- **Directive**:
Transcribe all records exactly.

##### Records shown #####

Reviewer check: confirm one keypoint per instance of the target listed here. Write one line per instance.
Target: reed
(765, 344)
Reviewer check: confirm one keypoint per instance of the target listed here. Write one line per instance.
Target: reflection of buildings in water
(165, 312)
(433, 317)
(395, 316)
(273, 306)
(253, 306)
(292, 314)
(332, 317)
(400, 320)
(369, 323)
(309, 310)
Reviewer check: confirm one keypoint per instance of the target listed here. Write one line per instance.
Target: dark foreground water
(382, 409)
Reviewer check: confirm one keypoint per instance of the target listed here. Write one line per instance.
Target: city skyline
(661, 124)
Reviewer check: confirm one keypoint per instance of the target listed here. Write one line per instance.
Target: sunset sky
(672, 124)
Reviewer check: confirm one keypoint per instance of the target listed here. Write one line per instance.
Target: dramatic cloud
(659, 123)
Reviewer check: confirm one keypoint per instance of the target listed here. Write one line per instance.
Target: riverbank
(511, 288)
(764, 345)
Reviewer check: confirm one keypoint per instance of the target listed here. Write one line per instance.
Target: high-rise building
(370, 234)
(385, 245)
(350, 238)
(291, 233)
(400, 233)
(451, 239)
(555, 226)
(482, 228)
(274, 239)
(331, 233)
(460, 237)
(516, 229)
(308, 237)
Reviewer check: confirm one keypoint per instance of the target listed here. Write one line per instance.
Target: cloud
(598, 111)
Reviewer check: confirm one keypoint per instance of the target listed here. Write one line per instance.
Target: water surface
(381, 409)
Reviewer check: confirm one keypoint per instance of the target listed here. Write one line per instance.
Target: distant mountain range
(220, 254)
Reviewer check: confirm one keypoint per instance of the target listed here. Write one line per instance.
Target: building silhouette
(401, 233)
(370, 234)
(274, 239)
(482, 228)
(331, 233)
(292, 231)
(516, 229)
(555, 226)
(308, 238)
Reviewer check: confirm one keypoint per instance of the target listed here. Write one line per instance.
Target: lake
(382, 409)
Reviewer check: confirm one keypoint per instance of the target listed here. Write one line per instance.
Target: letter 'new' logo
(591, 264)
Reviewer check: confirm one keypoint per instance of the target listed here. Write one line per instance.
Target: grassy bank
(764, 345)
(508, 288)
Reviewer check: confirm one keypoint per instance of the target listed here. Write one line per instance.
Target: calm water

#####

- **Response to the task**:
Reviewer check: confirm one keypoint per instance of the target listed here. Write one line per instance.
Target: reed
(765, 344)
Reviewer check: confirm one keypoint per instance of the target listed here. Write one line per instance.
Target: reflection of buildings in water
(165, 312)
(433, 317)
(395, 316)
(273, 306)
(253, 306)
(292, 314)
(332, 317)
(400, 320)
(369, 323)
(309, 310)
Reviewer check: confirm one keypoint per instance of the target listed here. Write one line per instance.
Target: dark foreground water
(382, 409)
Reviewer check: confirm one keypoint per instance of the target listed here. Write one line per instance.
Target: city skyline
(661, 124)
Reviewer check: confirm one keypoint per instance of the target listed here. Write one line per instance.
Target: sunset sky
(672, 124)
Reviewer check: confirm one keypoint per instance of the target listed here. Write one line per instance.
Target: dramatic cloud
(659, 123)
Reviewer check: confirm one keypoint per instance of the target listed here. Write one line per instance.
Target: riverbank
(511, 288)
(764, 345)
Reviewer check: confirm one keypoint per instance of the target listed here. Write one line per instance.
Target: high-rise building
(370, 234)
(385, 245)
(350, 238)
(291, 233)
(400, 233)
(451, 239)
(555, 226)
(482, 228)
(274, 239)
(331, 233)
(460, 237)
(516, 229)
(308, 237)
Reviewer check: confirm one keypoint per instance of the target listed here. Write one line per instance.
Target: cloud
(598, 111)
Reviewer check: confirm one keypoint per instance of the target listed here. Write one line per instance.
Target: water surface
(381, 409)
Reviewer check: confirm one keypoint per instance of the target listed here. Write one line per instance.
Target: distant mountain range
(220, 254)
Reviewer check: confirm one keypoint per instance of the target listed here. Write one line per instance.
Target: building silhouette
(401, 233)
(370, 234)
(274, 239)
(482, 228)
(331, 233)
(292, 231)
(516, 229)
(555, 226)
(308, 238)
Reviewer check: confirm one keypoint per instance of the target listed here. Write one line per instance.
Target: lake
(382, 409)
Reviewer check: confirm one keypoint per instance of the target listed here. Write one line per instance.
Target: letter 'new' logo
(591, 264)
Reviewer check: confirm one keypoint per instance of the target listed here. Write one line per instance.
Target: grassy bank
(764, 345)
(508, 288)
Reviewer check: confirm one keypoint per instance of the target listed here. Write one line per instance.
Target: calm water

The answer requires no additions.